> What is required: Rename "Emitted" to "Predicted" in the part of the rows that opens with the line containing "[tag] apartment building" and closes with the last row, then write out only those lines with everything else unchanged.

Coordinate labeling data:
....

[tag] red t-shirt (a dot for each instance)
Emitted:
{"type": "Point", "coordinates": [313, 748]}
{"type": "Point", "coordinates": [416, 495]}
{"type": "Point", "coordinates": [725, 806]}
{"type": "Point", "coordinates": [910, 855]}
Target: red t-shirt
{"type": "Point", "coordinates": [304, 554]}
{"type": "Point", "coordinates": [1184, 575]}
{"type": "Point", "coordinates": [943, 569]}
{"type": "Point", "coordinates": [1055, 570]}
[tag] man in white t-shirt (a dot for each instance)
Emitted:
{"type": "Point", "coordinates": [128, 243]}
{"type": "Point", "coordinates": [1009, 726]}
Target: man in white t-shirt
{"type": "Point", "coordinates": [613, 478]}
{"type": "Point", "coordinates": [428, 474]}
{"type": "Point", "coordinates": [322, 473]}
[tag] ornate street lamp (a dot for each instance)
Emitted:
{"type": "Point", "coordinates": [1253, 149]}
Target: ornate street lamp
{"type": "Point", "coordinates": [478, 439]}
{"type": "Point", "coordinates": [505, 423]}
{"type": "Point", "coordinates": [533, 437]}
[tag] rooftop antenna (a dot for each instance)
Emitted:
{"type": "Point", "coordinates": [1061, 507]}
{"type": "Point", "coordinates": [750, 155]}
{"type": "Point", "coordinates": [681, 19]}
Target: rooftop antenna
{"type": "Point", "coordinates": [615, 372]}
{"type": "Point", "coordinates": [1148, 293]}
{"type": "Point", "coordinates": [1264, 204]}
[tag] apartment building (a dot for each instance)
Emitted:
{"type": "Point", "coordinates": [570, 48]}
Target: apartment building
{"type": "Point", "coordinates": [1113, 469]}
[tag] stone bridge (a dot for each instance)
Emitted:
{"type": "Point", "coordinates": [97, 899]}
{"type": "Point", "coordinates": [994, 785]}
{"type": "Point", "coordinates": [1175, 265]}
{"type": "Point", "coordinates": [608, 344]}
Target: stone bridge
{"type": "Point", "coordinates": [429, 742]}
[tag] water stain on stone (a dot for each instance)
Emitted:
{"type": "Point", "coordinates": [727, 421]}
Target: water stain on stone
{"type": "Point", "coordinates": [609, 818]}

....

> Solution to this task:
[tag] apartment building (a dot for each instance)
Predicted:
{"type": "Point", "coordinates": [570, 48]}
Target: apartment building
{"type": "Point", "coordinates": [1113, 469]}
[tag] stone bridge (a dot for each instance)
Predicted:
{"type": "Point", "coordinates": [97, 899]}
{"type": "Point", "coordinates": [994, 785]}
{"type": "Point", "coordinates": [1175, 265]}
{"type": "Point", "coordinates": [608, 344]}
Target: stone bridge
{"type": "Point", "coordinates": [429, 742]}
[tag] water stain on stone (a dot for each instance)
Predicted:
{"type": "Point", "coordinates": [727, 421]}
Target: water stain on stone
{"type": "Point", "coordinates": [609, 818]}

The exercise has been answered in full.